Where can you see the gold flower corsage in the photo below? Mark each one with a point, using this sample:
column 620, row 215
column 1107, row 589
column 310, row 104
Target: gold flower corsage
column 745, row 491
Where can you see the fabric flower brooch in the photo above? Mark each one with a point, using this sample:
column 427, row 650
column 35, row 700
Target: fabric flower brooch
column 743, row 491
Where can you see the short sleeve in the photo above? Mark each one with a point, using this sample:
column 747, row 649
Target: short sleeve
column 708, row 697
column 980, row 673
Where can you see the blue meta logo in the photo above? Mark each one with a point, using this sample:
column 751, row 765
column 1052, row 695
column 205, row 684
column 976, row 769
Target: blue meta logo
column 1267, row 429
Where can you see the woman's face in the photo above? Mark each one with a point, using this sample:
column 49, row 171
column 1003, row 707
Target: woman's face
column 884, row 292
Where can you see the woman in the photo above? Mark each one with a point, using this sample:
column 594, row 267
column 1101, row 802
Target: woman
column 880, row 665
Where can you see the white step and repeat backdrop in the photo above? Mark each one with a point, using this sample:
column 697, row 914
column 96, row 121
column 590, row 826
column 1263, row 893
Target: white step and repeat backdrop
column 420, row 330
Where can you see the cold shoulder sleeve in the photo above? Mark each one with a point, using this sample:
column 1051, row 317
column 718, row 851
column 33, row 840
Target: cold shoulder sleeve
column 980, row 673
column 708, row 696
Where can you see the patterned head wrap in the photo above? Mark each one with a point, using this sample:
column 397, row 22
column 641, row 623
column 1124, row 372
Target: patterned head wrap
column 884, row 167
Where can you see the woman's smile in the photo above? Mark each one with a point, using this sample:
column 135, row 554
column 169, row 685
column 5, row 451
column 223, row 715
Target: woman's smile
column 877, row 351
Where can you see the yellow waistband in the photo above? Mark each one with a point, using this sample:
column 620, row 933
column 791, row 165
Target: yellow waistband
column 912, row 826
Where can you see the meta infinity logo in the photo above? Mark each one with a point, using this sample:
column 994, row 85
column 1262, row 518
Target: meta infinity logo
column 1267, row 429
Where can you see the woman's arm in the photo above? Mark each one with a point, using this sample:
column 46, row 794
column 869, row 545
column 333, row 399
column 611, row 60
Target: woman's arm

======

AUFGABE: Gib die Zeilen wortgetreu wieder, beginnend mit der Zeile, die „Where can you see the woman in“ enthält, und endend mit der Zeile, die „column 420, row 330“ enthält. Beide Zeilen gehören dazu.

LÖSUNG:
Where can you see the woman in the photo above? Mark each one with a point, using this sample:
column 594, row 267
column 1101, row 802
Target: woman
column 880, row 665
Where can you see the white step and repeat backdrop in the photo above? Mark each one with a point, using this sample:
column 697, row 914
column 96, row 121
column 590, row 826
column 1263, row 893
Target: white step and repeat backdrop
column 420, row 330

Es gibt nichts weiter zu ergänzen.